=== REQUIRED TASKS ===
[1] In the passage on XR profile effect designations, what kind of environment results when users receive and accept an XR profile created by another user?
[2] In the entries, substitute "state" for "report" from the line with "the air vent." up to and including the line with "[371,334,419,360]", and write out only those lines.

=== DOCUMENT ===
* * * * * * *
At block 2204, process 2200 can receive effect designations for the XR profile created at block 2202. Effect designations can define how to modify an image (e.g., change a user expression, model the user and adjust model features, change a background, etc.), add an overlay (e.g., add clothing, makeup, accessories, an animation, a networking card showing user details, etc.), add an expression construct (e.g., add a thought bubble, status indicator, quote or text), etc. Effects can be attached to anchor point(s) on a user such as to identified points on the user's head, face, or body; or can be positioned relative to the user such as six inches above the user's head. In some cases, effects can be created by the user (e.g., specifying through code or an effect builder what the effect should do and how it is attached to the user). In other cases, effects can be selected from a pre-defined library of effects. In some cases, instead of defining a new XR profile, the user can receive and accept an XR profile created by another user (e.g., through a version of process 2200. This can provide a “photo booth” environment where a set of users have the same trigger/effects applied for shared group viewing.
* * * * * * *
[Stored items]
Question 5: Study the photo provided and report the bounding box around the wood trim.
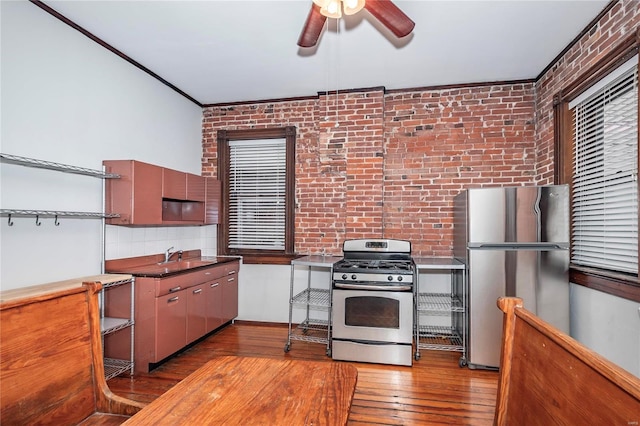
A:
[217,126,297,265]
[384,78,536,95]
[29,0,202,108]
[535,0,619,81]
[553,102,573,186]
[569,267,640,302]
[559,27,640,102]
[553,28,640,302]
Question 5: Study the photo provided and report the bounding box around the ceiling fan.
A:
[298,0,415,47]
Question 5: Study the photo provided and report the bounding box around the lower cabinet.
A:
[134,261,240,373]
[205,279,225,333]
[154,290,188,361]
[222,270,238,323]
[186,284,207,344]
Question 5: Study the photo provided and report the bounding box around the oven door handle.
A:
[333,283,411,291]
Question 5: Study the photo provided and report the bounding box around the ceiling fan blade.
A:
[298,3,327,47]
[364,0,416,37]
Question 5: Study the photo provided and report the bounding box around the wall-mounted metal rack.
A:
[0,209,120,226]
[0,153,120,226]
[0,153,120,179]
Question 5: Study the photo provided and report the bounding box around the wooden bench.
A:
[0,276,146,425]
[495,298,640,426]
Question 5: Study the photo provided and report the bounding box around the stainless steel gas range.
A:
[331,239,416,366]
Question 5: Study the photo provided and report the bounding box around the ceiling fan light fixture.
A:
[342,0,365,15]
[322,0,342,19]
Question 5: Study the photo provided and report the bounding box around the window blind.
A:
[572,58,638,273]
[229,139,286,250]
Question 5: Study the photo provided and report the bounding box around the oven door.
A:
[332,289,413,344]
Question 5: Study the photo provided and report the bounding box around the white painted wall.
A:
[0,1,204,290]
[238,264,331,322]
[570,284,640,377]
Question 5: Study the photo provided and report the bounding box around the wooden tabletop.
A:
[124,356,358,426]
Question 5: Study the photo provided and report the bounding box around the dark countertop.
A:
[106,256,240,278]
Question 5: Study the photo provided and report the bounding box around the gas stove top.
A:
[332,239,415,287]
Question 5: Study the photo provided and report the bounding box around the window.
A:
[554,35,640,302]
[218,127,296,263]
[569,57,638,274]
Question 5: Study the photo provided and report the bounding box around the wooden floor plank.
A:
[108,323,498,426]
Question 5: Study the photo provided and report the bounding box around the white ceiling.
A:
[44,0,608,104]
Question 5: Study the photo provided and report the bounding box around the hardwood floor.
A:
[108,322,498,426]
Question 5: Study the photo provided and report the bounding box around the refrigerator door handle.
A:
[468,243,569,251]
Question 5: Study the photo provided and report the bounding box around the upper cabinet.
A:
[103,160,220,225]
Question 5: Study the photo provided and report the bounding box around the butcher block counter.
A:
[124,356,358,426]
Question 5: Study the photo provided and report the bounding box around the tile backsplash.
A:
[105,225,218,260]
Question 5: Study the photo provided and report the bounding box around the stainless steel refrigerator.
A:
[454,185,569,368]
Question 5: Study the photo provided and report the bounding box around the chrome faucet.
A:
[164,246,182,263]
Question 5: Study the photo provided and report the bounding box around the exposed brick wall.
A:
[203,0,639,256]
[203,84,535,256]
[536,0,640,184]
[384,84,535,256]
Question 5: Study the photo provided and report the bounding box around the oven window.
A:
[344,296,400,329]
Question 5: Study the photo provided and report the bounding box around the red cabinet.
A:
[103,160,220,225]
[104,160,162,225]
[205,279,224,333]
[186,173,206,202]
[154,290,187,362]
[134,260,240,373]
[186,284,207,344]
[221,269,238,323]
[162,167,187,200]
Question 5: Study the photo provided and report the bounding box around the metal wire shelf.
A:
[104,358,133,380]
[418,293,465,314]
[289,319,329,343]
[291,288,331,310]
[0,153,120,179]
[418,325,465,352]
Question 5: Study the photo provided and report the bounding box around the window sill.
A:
[569,266,640,302]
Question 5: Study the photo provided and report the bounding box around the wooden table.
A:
[124,356,358,426]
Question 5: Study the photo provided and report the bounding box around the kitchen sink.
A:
[157,259,216,270]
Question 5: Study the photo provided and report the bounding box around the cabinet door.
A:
[103,160,162,225]
[162,168,187,200]
[186,284,207,344]
[222,270,238,322]
[187,173,206,201]
[152,289,189,362]
[209,177,220,224]
[206,278,226,333]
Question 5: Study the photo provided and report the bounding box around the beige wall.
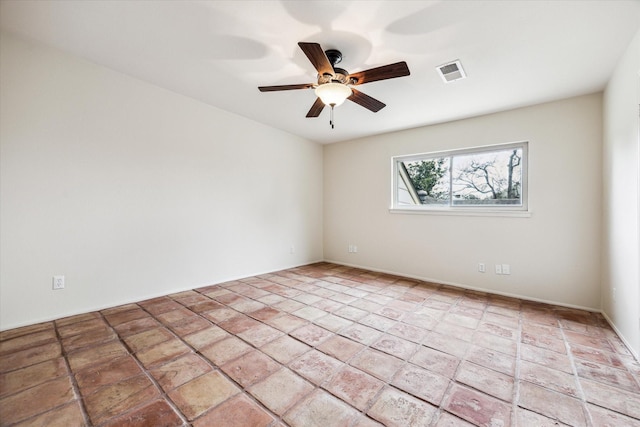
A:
[0,34,322,329]
[602,32,640,356]
[324,94,602,310]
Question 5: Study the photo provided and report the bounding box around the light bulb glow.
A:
[316,82,352,107]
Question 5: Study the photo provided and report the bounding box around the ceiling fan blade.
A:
[347,88,387,113]
[258,83,313,92]
[349,61,410,85]
[307,98,324,117]
[298,42,334,76]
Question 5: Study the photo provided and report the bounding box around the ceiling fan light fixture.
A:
[316,82,352,107]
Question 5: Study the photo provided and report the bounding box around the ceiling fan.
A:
[258,42,410,128]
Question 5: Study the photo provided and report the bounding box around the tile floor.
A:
[0,263,640,427]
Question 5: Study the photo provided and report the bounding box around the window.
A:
[392,142,527,212]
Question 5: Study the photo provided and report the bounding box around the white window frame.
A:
[389,141,531,217]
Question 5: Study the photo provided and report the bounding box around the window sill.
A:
[389,208,531,218]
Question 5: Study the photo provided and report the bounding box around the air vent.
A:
[436,61,467,83]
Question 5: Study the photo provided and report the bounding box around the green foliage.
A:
[407,158,448,197]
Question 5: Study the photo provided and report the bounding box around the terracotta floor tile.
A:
[149,353,212,391]
[265,313,308,333]
[520,360,579,397]
[247,307,282,322]
[588,405,640,427]
[189,300,224,315]
[0,357,68,398]
[273,299,306,313]
[442,309,480,329]
[0,263,640,427]
[388,322,428,344]
[324,366,384,410]
[113,317,160,337]
[444,385,511,427]
[169,317,211,336]
[456,362,514,402]
[410,346,460,378]
[358,314,399,332]
[375,308,406,320]
[0,342,62,372]
[62,325,118,353]
[575,359,640,393]
[433,322,475,342]
[0,329,58,356]
[317,335,364,362]
[124,328,174,352]
[220,350,280,387]
[333,305,369,321]
[183,325,230,350]
[200,336,251,366]
[367,387,436,427]
[422,332,471,359]
[193,395,274,427]
[84,374,160,424]
[580,379,640,419]
[471,332,518,357]
[202,307,242,324]
[169,371,241,421]
[289,325,333,347]
[156,306,198,325]
[14,400,88,427]
[520,344,573,374]
[104,307,149,326]
[466,345,515,375]
[218,314,260,334]
[237,324,284,347]
[58,318,109,338]
[248,368,313,415]
[349,348,404,382]
[391,364,449,406]
[136,338,192,368]
[0,376,75,425]
[102,400,184,427]
[340,324,382,345]
[229,299,266,313]
[138,297,181,316]
[434,411,478,427]
[522,331,567,354]
[75,355,142,395]
[477,322,518,340]
[313,314,353,332]
[564,330,614,352]
[68,341,129,373]
[518,381,587,427]
[284,389,359,427]
[0,322,53,342]
[260,335,311,364]
[289,350,343,385]
[515,407,567,427]
[570,344,624,368]
[291,306,329,321]
[352,415,384,427]
[371,334,419,360]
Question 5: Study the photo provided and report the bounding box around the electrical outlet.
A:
[53,276,64,291]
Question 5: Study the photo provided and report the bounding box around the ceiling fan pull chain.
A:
[329,104,336,129]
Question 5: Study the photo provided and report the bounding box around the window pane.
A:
[398,157,450,205]
[451,148,522,206]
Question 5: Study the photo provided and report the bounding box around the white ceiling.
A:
[0,0,640,143]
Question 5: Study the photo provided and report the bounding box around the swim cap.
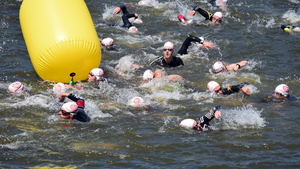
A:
[8,82,25,94]
[52,83,67,96]
[216,0,227,6]
[129,97,145,107]
[179,119,195,129]
[138,1,146,5]
[101,38,114,46]
[143,69,154,81]
[62,102,78,113]
[214,12,223,19]
[164,42,174,49]
[91,68,104,80]
[128,26,138,33]
[213,62,225,73]
[207,81,219,91]
[133,18,143,24]
[275,84,289,97]
[177,15,187,23]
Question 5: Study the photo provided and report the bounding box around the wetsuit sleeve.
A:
[177,35,204,55]
[150,56,163,67]
[199,106,220,128]
[122,13,135,29]
[193,6,213,21]
[119,4,129,14]
[207,0,218,7]
[68,93,84,109]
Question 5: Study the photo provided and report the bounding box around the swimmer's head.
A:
[211,12,223,23]
[101,38,114,47]
[164,42,174,49]
[179,119,197,129]
[216,0,227,6]
[52,83,67,97]
[274,84,289,97]
[281,25,293,32]
[213,62,226,73]
[143,70,154,81]
[138,1,146,5]
[128,26,139,33]
[133,18,143,24]
[207,81,220,92]
[88,68,104,82]
[61,102,78,113]
[8,82,25,94]
[128,97,145,107]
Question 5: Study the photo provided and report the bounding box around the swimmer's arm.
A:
[189,6,212,20]
[154,69,162,78]
[226,60,248,71]
[200,108,221,124]
[241,86,250,95]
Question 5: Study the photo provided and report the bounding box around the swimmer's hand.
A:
[198,41,215,50]
[113,7,121,14]
[189,11,196,16]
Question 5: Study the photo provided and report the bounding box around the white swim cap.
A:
[207,81,219,92]
[133,18,143,24]
[213,62,225,71]
[128,97,145,107]
[214,12,223,19]
[275,84,289,97]
[179,119,195,129]
[62,102,78,113]
[101,38,114,46]
[128,26,138,33]
[143,69,154,81]
[52,83,67,96]
[91,68,104,80]
[164,42,174,49]
[8,82,25,94]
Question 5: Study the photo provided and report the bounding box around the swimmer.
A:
[272,84,290,98]
[113,4,139,33]
[87,68,104,82]
[138,1,153,6]
[179,106,221,131]
[150,35,214,67]
[150,42,184,67]
[100,38,114,49]
[213,60,248,74]
[52,82,82,102]
[58,92,91,122]
[281,25,300,33]
[128,97,149,109]
[143,69,183,82]
[207,0,228,11]
[8,81,26,94]
[207,81,250,95]
[189,6,223,23]
[177,15,197,25]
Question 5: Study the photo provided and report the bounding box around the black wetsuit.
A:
[221,82,249,95]
[150,56,184,67]
[193,6,213,21]
[68,93,91,122]
[198,106,220,130]
[119,4,135,29]
[177,35,204,55]
[208,0,225,8]
[150,35,204,67]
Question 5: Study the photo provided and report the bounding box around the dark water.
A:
[0,0,300,168]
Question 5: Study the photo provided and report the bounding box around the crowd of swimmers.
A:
[8,0,300,130]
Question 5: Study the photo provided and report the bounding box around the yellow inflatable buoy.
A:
[20,0,101,83]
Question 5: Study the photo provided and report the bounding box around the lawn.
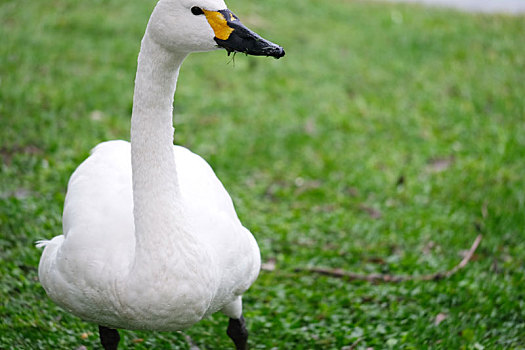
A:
[0,0,525,349]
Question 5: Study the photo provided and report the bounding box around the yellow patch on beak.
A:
[202,9,233,40]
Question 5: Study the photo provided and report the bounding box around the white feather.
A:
[37,0,260,331]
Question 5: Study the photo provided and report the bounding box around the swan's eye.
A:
[191,6,204,16]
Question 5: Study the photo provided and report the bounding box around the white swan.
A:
[38,0,284,349]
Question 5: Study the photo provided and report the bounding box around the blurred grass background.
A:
[0,0,525,349]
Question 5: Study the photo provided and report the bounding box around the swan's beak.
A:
[202,9,284,58]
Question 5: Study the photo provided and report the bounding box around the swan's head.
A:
[148,0,284,58]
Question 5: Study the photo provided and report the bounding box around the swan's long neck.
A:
[131,31,187,266]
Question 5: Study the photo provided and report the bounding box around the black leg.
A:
[98,326,120,350]
[226,315,248,350]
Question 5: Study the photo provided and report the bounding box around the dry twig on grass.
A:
[295,235,482,283]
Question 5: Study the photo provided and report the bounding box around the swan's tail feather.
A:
[35,239,51,248]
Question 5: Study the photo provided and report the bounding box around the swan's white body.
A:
[39,0,260,331]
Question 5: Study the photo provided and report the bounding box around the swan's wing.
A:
[175,146,260,295]
[40,141,135,289]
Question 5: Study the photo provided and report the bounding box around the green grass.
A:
[0,0,525,349]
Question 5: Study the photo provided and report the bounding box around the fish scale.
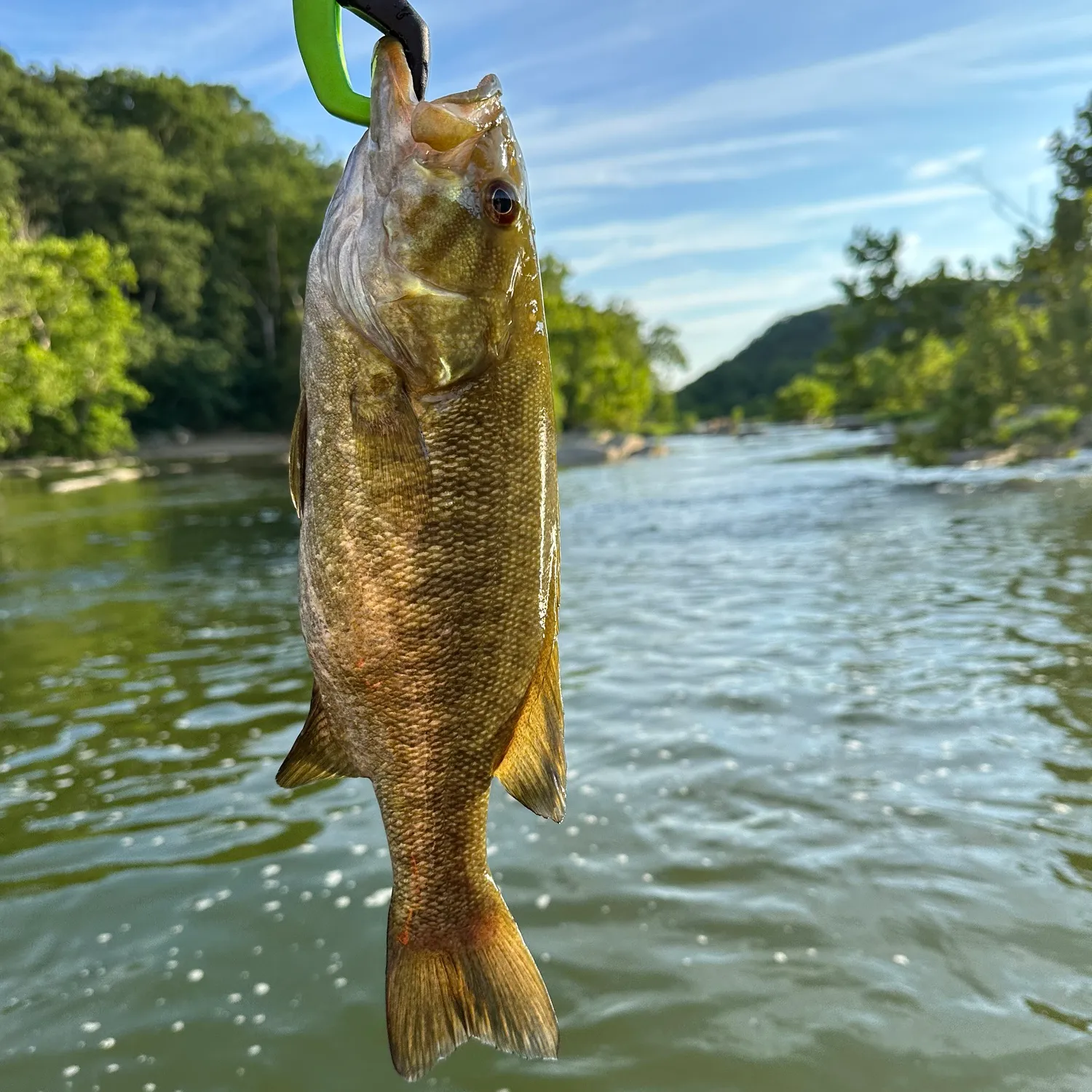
* * * * * * *
=== SOLUTIONS FOR EACH TASK ===
[1] A "photo booth" environment, where a set of users have the same trigger/effects applied for shared group viewing.

[2]
Question 5: Study the photo provided and state the bounding box around the air vent.
A:
[436,61,467,83]
Question 5: Study the photo provided and state the bounding box around the green foliage.
A:
[407,158,448,197]
Question 5: Study the photo provided and state the bounding box around the terracotta floor tile.
A:
[149,353,212,391]
[265,313,308,333]
[520,360,579,397]
[247,307,282,322]
[588,405,640,427]
[189,300,224,315]
[0,357,68,398]
[273,299,306,313]
[442,309,480,329]
[0,263,640,427]
[388,322,428,344]
[324,366,384,410]
[113,317,160,337]
[444,385,511,427]
[169,317,211,336]
[456,362,514,402]
[410,346,460,378]
[358,314,399,332]
[375,308,406,320]
[0,342,62,372]
[62,325,118,353]
[575,359,640,393]
[433,322,475,342]
[0,329,58,356]
[317,335,364,362]
[124,328,174,352]
[220,350,280,387]
[333,305,369,321]
[183,325,230,350]
[200,336,251,366]
[367,387,436,427]
[422,332,471,359]
[193,395,274,427]
[84,374,160,424]
[580,379,640,419]
[471,332,518,357]
[202,307,242,324]
[169,371,241,421]
[289,325,333,347]
[156,306,198,325]
[14,400,88,427]
[520,344,573,374]
[104,307,149,326]
[466,345,515,375]
[218,314,260,334]
[237,324,284,347]
[58,318,109,338]
[248,368,313,415]
[349,348,404,382]
[391,364,449,406]
[136,338,192,368]
[0,376,75,425]
[102,400,184,427]
[340,324,382,345]
[229,299,266,313]
[138,297,181,316]
[434,411,478,427]
[522,331,567,354]
[75,355,142,395]
[477,322,518,340]
[313,314,353,332]
[564,330,614,352]
[68,341,129,373]
[518,381,587,427]
[284,389,359,427]
[0,322,53,342]
[260,335,311,364]
[289,350,343,385]
[515,407,567,427]
[570,344,624,368]
[291,306,329,321]
[352,415,384,427]
[371,334,419,360]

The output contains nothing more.